SOAL 1> Pilih setiap baris data di bawah yang memuat kata "towel". Perhatikan perbedaan huruf besar dan huruf kecil.

B.     Yurisprudensi
Secara umum yang dimaksud dengan yurisprudensi yaitu putusan pengadilan yang telah mempunyai kekuatan hukum tetap, yang secara umum memutuskan sesuatu persolan yang belum ada pengaturannya pada sumber hukum yang lain.
C.    Kebiasaan
Kebiasaan merupakan perbuatan manusia yang dilakukan berulang-ulang dan keadaan yang sama. Bila suatu perbuatan manusi diterima oleh masyarakat sebagi suatu kebiasaan, dan kebiasaan ini berulang dilakukan, sehingga perbuatan yang berlawanan dengan kebiasaan itu dirasakan sebagai pelanggaran (perasaan hukum) maka demikian timbulah suatu kebiasaan yang dipandang hukum.
D.    Perjanjian
Perjanjian merupakan suatu peristiwa dimana pihak yang satu berjani kepada pihak yang lain untuk melaksanakan atau tidak melaksanakan suatu hal, sehingga pihak-pihak yang mengadakan perjanjian tersebut terikat oleh isi perjanjian yang mereka buat.
E. Perjanjian Internasioanal
Perjanjian internasioanal adalah sebuah perjanjian yang diadakan dua Negara atau lebih (bilateral atau multilateral). Perjanjian Internasioanal ini mempunyai kedudukan yang sama dengan Undang-undang karena perjanjian dengan Negara lain hanya dilakukan untuk persetujuan Dewan Perwakilan Rakyat (DPR).

(Cuplikan dataset tentang penunjukan objek)
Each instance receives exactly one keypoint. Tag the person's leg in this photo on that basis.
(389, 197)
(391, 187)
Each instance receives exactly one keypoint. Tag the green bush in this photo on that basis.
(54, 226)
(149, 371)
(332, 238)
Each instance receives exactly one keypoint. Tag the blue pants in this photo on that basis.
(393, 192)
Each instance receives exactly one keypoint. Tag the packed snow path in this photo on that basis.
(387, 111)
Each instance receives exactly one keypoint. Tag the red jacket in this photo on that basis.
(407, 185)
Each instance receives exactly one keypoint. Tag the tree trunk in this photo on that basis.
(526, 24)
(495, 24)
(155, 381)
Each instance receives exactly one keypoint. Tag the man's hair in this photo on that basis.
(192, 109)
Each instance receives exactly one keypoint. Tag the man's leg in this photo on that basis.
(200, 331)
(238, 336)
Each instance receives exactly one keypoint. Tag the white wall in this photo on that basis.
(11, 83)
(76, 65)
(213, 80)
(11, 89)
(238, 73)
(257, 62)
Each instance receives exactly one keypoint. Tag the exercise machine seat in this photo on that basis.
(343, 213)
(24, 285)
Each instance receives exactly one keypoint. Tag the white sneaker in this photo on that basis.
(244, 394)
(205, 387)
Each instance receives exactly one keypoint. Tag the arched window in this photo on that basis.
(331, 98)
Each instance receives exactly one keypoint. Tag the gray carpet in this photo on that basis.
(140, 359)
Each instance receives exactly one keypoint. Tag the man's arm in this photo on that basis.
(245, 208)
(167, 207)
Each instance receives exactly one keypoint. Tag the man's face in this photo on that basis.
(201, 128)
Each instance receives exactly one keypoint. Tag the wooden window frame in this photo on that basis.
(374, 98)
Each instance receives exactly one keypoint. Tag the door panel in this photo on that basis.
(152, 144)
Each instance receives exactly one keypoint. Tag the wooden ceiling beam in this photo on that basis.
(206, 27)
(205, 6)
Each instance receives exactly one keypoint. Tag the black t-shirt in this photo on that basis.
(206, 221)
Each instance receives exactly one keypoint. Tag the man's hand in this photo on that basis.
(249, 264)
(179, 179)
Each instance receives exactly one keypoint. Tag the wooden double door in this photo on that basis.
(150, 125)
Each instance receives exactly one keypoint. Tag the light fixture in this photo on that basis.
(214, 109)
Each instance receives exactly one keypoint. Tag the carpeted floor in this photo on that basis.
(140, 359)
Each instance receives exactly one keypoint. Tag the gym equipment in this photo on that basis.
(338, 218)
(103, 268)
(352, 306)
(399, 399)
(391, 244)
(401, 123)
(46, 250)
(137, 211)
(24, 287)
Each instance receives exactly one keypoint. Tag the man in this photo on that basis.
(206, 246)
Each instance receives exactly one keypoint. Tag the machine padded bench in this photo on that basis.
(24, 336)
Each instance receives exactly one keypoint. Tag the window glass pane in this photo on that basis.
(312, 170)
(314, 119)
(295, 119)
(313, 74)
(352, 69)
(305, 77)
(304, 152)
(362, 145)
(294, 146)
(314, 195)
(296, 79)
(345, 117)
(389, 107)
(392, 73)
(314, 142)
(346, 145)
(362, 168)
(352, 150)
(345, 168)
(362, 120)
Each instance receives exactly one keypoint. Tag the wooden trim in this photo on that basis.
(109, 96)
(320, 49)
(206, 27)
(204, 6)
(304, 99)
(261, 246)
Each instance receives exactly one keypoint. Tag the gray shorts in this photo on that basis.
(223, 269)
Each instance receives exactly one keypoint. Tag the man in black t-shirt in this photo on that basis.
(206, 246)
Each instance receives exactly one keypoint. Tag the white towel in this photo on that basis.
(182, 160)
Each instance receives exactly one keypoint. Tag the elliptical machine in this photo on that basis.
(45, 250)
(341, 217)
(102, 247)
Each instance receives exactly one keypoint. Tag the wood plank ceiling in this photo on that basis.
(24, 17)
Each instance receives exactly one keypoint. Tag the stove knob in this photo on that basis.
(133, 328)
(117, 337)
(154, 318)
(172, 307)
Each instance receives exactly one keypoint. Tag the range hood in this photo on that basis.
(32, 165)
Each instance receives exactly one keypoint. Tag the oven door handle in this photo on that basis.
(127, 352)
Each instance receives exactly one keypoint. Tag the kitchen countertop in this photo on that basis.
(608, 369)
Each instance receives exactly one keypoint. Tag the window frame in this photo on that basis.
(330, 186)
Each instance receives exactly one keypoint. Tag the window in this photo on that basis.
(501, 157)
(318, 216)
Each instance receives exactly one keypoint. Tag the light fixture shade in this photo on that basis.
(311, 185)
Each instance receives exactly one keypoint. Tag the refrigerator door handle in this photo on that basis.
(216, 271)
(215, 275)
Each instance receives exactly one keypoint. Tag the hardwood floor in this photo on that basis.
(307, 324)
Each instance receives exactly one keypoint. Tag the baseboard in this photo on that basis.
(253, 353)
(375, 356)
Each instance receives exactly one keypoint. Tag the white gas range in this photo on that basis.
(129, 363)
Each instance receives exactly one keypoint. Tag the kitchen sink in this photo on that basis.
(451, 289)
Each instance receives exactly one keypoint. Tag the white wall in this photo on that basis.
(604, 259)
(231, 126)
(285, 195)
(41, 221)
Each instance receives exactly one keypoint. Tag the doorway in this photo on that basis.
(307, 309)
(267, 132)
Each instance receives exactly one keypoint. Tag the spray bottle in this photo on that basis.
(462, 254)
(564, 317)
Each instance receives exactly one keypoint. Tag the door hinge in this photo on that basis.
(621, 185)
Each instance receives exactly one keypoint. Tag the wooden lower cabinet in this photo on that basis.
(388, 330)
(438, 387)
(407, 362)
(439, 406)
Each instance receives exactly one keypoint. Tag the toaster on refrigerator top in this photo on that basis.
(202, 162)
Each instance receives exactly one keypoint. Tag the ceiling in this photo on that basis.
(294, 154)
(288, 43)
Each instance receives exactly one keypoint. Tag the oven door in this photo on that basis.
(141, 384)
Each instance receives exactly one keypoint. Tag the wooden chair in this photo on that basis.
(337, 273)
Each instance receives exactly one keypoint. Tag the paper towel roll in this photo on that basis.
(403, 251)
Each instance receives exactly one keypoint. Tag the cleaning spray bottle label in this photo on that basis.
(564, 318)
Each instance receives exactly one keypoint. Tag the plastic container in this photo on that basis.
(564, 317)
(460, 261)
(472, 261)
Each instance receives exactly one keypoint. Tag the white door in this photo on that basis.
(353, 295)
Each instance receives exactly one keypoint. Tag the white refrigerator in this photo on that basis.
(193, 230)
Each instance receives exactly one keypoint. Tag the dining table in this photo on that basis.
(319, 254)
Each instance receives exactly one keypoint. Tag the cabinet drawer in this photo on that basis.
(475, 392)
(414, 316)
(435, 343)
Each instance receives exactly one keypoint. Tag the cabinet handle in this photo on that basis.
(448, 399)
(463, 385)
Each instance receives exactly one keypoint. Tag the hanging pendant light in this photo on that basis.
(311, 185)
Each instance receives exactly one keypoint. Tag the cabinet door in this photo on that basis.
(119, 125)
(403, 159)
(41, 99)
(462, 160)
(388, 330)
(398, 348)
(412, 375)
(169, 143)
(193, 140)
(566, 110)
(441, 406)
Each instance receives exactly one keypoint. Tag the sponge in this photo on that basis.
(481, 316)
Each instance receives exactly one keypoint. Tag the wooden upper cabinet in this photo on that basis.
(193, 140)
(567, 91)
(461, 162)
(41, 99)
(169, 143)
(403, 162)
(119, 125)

SOAL 2> Tuliskan kembali seluruh teks tentang sumber hukum di atas tanpa perubahan sedikit pun.

JAWABAN LATIHAN 1>
Each instance receives exactly one keypoint. Tag the white towel in this photo on that basis.
Each instance receives exactly one keypoint. Tag the paper towel roll in this photo on that basis.

JAWABAN LATIHAN 2>
B.     Yurisprudensi
Secara umum yang dimaksud dengan yurisprudensi yaitu putusan pengadilan yang telah mempunyai kekuatan hukum tetap, yang secara umum memutuskan sesuatu persolan yang belum ada pengaturannya pada sumber hukum yang lain.
C.    Kebiasaan
Kebiasaan merupakan perbuatan manusia yang dilakukan berulang-ulang dan keadaan yang sama. Bila suatu perbuatan manusi diterima oleh masyarakat sebagi suatu kebiasaan, dan kebiasaan ini berulang dilakukan, sehingga perbuatan yang berlawanan dengan kebiasaan itu dirasakan sebagai pelanggaran (perasaan hukum) maka demikian timbulah suatu kebiasaan yang dipandang hukum.
D.    Perjanjian
Perjanjian merupakan suatu peristiwa dimana pihak yang satu berjani kepada pihak yang lain untuk melaksanakan atau tidak melaksanakan suatu hal, sehingga pihak-pihak yang mengadakan perjanjian tersebut terikat oleh isi perjanjian yang mereka buat.
E. Perjanjian Internasioanal
Perjanjian internasioanal adalah sebuah perjanjian yang diadakan dua Negara atau lebih (bilateral atau multilateral). Perjanjian Internasioanal ini mempunyai kedudukan yang sama dengan Undang-undang karena perjanjian dengan Negara lain hanya dilakukan untuk persetujuan Dewan Perwakilan Rakyat (DPR).